**Passage shown:**
____________

25. On 3 July 2003 the second applicant brought a civil action in the Zagreb Commercial Court against the bank and the DAB, asking the court to (a) issue a declaratory judgment confirming that she was still the owner of 316 shares, (b) order the DAB to transfer the corresponding number of shares from its portfolio to her and (c) order the bank to record her as holder of that number of shares in the bank’s register of shareholders. Alternatively, if the court were to dismiss her principal claim, the second applicant asked for the bank and the DAB to be held jointly and severally liable to pay her HRK 31,600 in compensation for the value of the shares she had been deprived of.

26. During the proceedings, the second applicant argued that the Government Decision which had deprived her of her shares had been unconstitutional.

27. After two remittals, on 7 March 2012 the Zagreb Commercial Court dismissed the second applicant’s action in full.

28. By a judgment of 18 June 2013, the High Commercial Court dismissed an appeal by the second applicant and upheld the first-instance judgment. It found that restitution of the shares was impracticable since the bank had cancelled them in accordance with the Government Decision and the entire share capital had been used to write off losses. As to the compensation claim, the court held that the second applicant had failed to prove that the defendants had committed a wrongful act which had caused her damage. In that connection, it established that the defendants had acted in accordance with the Government Decision – an administrative act constituting subordinate legislation of a general character. The second applicant could have therefore challenged that act by instituting judicial review proceedings before the administrative courts. Moreover, she could have challenged the decision appointing a temporary administrator to the bank (see paragraph 6 above), an opportunity which she had failed to avail herself of.

29. On 4 October 2013 the second applicant lodged a constitutional complaint against that judgment, relying, inter alia, on Article 29 § 1, Article 48 § 1, Article 49 § 4 and Article 50 § 1 of the Constitution (see paragraph 32 below).

30. By a decision of 9 July 2015, the Constitutional Court dismissed the second applicant’s constitutional complaint and on 27 July 2015 its decision was served on the second applicant’s representative.

31. The court examined the case under Article 29 § 1 of the Constitution (see paragraph 32 below) and found no violation of that right, establishing that by adopting the judgment in the second applicant’s case the High Commercial Court had not departed from its earlier case-law.

RELEVANT LEGAL FRAMEWORK AND PRACTICE

32. The relevant domestic law and practice is set out in Project-Trade d.o.o. v. Croatia (no. 1920/14, §§ 20-36, 19 November 2020).

THE LAW

I. JOINDER OF THE APPLICATIONS

33. Having regard to the similar subject matter of the applications, the Court finds it appropriate to examine them jointly in a single judgment.

II. ALLEGED VIOLATIONS OF ARTICLE 6 § 1 OF THE CONVENTION ON ACCOUNT OF THE LACK OF ACCESS TO A COURT AND OF ARTICLE 1 OF PROTOCOL No. 1

34. The applicants complained that, on the basis of the Government Decision of 23 September 1999, they had been deprived of their shares without compensation. They further complained that the Government Decision had been unconstitutional and that the domestic courts had refused to examine its conformity with the Constitution and relevant primary legislation. They relied on Article 6 § 1 of the Convention and Article 1 of Protocol No. 1, the relevant parts of which read as follows:

Article 6

“1. In the determination of his civil rights and obligations … everyone is entitled to a fair … hearing … by [a] … tribunal …”

____________

**Recorded information:**
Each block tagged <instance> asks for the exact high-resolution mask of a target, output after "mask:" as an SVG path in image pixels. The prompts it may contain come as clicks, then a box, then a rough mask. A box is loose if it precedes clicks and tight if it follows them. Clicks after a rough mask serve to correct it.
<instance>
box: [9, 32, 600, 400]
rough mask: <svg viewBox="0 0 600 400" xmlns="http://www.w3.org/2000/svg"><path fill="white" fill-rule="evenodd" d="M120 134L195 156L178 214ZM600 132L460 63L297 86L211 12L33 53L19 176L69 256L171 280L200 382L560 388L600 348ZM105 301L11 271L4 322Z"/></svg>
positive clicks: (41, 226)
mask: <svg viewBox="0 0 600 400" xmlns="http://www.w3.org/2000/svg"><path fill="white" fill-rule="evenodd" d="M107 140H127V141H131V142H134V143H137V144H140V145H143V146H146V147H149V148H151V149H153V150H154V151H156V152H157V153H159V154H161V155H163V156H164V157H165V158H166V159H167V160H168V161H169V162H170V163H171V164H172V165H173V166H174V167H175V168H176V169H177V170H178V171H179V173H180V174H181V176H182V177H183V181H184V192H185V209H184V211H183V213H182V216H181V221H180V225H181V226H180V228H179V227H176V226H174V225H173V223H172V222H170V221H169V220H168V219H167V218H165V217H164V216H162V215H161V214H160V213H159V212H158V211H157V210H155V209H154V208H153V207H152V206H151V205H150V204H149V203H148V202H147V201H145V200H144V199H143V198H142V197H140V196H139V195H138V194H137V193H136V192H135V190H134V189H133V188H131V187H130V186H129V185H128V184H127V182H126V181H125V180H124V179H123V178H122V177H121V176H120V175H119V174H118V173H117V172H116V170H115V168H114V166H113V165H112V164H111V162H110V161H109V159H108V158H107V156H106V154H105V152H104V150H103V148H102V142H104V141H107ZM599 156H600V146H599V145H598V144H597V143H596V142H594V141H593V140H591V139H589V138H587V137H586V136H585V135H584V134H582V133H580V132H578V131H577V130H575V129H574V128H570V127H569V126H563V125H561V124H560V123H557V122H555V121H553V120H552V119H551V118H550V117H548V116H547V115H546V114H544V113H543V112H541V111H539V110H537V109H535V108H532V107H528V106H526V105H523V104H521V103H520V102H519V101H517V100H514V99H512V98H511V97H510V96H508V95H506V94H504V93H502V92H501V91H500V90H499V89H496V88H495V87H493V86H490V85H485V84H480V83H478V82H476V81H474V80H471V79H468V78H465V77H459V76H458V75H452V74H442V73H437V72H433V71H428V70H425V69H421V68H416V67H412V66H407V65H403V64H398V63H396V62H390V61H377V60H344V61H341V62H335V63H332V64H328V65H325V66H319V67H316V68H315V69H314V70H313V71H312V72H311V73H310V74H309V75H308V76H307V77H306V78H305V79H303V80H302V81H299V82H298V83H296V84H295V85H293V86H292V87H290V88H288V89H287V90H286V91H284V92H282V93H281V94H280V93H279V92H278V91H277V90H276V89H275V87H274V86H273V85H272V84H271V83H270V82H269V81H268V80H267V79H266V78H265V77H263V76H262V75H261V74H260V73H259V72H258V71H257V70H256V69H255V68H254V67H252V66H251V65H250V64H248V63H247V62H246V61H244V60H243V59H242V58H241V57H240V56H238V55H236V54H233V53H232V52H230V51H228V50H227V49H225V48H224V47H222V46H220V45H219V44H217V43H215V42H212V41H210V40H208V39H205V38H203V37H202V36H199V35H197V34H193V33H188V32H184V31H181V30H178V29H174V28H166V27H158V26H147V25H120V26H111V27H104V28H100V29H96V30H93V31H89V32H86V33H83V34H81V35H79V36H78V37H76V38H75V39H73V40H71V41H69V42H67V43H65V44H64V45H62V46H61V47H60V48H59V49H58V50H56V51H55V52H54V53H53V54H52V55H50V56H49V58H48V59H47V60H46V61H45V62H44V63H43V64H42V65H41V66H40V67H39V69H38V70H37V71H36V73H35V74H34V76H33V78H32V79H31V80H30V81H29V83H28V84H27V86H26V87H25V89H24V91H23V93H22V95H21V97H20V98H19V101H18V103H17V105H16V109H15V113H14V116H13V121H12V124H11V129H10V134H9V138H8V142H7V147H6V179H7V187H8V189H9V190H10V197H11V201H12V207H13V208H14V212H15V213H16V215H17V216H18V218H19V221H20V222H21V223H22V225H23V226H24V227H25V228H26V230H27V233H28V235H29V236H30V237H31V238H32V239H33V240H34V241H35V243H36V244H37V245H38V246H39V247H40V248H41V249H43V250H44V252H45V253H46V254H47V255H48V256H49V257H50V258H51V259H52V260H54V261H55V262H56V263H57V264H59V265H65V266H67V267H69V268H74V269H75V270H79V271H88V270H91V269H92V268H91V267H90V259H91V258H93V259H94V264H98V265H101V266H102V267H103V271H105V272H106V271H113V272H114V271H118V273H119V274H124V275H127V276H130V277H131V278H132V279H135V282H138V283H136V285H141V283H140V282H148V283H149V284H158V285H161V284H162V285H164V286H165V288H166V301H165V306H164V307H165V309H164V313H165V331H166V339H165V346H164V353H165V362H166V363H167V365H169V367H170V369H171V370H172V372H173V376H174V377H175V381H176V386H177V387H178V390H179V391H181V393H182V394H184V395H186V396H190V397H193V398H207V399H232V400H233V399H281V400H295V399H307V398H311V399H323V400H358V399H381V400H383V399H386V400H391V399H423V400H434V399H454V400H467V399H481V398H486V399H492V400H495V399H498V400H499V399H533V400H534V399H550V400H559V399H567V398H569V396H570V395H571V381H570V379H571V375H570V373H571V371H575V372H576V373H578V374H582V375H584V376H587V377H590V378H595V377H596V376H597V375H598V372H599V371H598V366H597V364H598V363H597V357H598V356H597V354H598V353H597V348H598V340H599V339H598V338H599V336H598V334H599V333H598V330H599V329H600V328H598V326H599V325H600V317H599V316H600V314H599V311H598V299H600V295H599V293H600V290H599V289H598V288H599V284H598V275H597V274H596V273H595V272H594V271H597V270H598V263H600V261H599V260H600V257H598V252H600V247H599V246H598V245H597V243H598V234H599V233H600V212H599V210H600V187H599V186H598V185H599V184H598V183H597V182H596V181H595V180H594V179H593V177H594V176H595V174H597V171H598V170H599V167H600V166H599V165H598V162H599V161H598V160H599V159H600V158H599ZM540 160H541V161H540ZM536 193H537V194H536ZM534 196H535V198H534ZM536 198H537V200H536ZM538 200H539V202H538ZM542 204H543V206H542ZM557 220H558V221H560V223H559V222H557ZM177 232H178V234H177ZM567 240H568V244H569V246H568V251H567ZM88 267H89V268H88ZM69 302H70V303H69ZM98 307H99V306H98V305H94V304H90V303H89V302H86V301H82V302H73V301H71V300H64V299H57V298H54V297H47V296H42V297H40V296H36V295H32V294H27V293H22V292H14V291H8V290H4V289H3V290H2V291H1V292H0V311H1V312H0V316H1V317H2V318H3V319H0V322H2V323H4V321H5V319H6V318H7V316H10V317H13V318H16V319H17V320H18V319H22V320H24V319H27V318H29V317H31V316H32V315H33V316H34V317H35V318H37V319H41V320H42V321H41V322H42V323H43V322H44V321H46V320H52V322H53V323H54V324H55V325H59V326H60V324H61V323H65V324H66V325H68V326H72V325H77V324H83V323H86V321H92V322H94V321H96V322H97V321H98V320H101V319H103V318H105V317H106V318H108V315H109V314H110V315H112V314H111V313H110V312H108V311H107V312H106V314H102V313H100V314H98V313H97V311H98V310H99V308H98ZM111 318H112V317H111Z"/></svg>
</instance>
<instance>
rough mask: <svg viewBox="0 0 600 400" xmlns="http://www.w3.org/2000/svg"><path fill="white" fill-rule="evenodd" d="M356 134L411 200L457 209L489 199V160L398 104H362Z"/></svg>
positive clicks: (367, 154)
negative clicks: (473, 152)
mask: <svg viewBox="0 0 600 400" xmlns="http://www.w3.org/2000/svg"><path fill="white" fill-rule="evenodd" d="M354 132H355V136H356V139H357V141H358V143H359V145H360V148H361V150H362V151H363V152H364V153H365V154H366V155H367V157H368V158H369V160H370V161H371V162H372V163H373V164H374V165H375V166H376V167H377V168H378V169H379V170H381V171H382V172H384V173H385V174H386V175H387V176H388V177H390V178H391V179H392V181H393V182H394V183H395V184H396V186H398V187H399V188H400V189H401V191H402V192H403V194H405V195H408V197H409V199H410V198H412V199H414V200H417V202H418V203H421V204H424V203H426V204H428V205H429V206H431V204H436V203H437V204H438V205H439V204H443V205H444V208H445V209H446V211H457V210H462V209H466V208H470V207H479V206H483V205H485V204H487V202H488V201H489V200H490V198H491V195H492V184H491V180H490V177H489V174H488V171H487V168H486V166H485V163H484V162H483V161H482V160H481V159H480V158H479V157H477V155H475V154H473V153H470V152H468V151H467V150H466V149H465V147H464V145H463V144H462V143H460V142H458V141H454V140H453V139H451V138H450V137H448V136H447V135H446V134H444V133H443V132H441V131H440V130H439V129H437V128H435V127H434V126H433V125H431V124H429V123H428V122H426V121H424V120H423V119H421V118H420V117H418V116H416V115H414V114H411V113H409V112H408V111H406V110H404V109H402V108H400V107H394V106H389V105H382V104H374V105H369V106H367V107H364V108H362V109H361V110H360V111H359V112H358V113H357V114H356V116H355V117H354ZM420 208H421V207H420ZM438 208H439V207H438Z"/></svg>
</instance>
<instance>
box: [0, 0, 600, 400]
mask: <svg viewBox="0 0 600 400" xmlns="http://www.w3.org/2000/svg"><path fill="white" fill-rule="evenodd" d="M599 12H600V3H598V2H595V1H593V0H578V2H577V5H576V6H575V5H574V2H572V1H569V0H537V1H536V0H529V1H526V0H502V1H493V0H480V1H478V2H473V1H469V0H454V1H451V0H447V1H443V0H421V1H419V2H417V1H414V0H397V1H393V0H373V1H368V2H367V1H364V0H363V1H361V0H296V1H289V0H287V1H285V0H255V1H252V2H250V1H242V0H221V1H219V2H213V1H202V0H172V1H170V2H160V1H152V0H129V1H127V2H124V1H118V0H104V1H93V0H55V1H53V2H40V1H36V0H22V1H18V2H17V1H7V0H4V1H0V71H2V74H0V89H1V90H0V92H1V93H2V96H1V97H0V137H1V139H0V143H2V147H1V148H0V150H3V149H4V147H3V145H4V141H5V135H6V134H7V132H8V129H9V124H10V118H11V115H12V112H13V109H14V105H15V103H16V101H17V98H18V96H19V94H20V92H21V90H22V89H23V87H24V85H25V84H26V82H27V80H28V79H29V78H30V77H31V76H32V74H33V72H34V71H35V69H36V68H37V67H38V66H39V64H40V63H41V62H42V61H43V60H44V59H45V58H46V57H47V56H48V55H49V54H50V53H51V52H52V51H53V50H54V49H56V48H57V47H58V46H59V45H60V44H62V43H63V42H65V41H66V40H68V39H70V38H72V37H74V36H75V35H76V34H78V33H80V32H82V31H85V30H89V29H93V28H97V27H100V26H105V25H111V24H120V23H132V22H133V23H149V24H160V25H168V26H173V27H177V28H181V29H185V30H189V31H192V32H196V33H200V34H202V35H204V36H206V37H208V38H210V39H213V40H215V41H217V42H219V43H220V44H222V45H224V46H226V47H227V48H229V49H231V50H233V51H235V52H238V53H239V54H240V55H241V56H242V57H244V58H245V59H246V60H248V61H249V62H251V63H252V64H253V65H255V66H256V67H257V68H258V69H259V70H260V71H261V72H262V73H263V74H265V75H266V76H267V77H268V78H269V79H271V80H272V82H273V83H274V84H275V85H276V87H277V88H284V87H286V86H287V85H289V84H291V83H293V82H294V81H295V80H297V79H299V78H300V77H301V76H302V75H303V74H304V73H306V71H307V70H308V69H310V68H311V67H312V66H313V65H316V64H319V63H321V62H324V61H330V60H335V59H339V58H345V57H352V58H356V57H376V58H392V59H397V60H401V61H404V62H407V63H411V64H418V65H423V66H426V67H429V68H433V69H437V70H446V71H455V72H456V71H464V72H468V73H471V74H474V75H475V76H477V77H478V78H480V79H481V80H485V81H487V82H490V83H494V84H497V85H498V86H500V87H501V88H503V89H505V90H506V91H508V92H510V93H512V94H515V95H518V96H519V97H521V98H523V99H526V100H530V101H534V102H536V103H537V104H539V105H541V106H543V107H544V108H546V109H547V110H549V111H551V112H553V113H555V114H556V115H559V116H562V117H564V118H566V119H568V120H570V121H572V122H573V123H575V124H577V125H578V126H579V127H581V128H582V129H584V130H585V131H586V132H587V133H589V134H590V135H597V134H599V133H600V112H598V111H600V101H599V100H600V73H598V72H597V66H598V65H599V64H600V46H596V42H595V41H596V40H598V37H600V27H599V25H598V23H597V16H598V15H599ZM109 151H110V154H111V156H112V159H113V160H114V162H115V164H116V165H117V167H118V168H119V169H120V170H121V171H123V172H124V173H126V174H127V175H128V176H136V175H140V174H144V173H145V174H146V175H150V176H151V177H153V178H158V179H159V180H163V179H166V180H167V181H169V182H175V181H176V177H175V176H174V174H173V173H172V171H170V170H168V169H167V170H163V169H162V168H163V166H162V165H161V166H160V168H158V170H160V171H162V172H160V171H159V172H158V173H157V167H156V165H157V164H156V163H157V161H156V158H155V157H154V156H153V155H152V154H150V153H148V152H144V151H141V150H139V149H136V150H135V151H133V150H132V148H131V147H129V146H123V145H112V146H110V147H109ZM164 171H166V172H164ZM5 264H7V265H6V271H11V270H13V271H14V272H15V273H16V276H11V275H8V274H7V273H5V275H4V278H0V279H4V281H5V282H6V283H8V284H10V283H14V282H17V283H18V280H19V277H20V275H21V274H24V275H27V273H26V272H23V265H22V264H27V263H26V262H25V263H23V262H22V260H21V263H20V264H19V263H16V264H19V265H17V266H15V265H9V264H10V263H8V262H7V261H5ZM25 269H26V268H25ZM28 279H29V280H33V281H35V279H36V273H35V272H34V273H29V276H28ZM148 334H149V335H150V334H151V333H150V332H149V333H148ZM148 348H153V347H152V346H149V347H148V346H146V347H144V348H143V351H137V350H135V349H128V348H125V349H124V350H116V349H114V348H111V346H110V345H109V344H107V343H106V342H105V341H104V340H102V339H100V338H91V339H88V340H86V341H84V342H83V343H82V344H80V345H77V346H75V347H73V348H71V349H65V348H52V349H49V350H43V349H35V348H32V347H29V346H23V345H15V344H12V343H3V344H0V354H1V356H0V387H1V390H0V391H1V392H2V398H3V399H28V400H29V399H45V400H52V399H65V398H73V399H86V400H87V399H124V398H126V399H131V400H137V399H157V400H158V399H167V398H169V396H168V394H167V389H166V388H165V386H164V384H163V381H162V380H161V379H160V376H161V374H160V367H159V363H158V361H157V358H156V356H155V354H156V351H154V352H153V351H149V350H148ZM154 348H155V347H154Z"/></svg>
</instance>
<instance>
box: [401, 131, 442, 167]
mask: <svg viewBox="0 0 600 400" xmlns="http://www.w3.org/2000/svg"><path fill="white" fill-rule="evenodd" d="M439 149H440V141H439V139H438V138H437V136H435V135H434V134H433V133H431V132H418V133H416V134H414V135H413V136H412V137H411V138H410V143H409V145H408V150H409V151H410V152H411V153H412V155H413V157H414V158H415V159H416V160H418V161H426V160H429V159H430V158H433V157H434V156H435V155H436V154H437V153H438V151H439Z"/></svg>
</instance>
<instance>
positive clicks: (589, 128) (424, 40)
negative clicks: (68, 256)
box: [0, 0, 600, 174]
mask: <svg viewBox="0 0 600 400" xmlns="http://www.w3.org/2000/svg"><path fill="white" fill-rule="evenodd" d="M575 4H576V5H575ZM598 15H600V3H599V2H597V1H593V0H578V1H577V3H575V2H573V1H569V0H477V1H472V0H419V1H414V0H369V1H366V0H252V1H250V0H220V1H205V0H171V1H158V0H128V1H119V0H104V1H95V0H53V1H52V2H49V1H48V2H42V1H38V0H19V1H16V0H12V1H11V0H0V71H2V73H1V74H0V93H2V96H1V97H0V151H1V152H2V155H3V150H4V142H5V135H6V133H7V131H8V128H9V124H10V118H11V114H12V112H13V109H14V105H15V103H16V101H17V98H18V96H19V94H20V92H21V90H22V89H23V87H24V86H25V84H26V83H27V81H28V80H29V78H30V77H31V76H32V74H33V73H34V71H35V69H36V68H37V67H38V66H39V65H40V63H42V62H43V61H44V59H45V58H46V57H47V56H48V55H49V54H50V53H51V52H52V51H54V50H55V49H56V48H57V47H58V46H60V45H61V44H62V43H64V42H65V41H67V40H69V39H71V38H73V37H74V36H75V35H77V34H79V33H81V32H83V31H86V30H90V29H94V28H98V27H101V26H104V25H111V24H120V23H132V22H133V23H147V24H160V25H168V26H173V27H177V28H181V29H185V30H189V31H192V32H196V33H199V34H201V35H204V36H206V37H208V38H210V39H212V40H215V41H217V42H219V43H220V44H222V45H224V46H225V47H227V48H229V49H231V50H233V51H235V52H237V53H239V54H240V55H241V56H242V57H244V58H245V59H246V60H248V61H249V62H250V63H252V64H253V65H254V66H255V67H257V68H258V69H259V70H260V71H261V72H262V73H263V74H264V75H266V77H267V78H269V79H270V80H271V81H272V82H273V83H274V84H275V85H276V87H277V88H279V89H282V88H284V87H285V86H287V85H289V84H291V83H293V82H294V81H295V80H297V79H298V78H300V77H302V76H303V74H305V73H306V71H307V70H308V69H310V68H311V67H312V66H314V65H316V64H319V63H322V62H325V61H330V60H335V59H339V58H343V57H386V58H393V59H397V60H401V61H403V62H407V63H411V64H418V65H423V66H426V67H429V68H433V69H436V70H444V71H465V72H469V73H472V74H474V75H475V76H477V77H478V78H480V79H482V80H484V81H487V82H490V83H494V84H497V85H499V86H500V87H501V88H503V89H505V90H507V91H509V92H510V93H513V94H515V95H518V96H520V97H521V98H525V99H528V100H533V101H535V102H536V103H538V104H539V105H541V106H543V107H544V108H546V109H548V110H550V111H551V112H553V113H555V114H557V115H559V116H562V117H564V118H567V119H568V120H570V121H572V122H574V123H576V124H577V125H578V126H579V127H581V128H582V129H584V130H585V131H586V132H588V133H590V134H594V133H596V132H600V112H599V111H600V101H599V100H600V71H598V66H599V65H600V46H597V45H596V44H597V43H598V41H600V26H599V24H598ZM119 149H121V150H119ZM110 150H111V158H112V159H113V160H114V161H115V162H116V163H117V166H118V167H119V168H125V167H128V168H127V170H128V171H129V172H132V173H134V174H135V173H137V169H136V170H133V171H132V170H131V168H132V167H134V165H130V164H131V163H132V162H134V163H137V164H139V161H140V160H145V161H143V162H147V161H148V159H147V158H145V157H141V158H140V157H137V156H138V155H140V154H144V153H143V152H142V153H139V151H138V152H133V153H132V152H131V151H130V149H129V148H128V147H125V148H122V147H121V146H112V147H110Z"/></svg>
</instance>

____________

Give back the stretch of the court ruling from "I. JOINDER OF" through "a single judgment.", word for word. The records have nothing to do with the court ruling.

I. JOINDER OF THE APPLICATIONS

33. Having regard to the similar subject matter of the applications, the Court finds it appropriate to examine them jointly in a single judgment.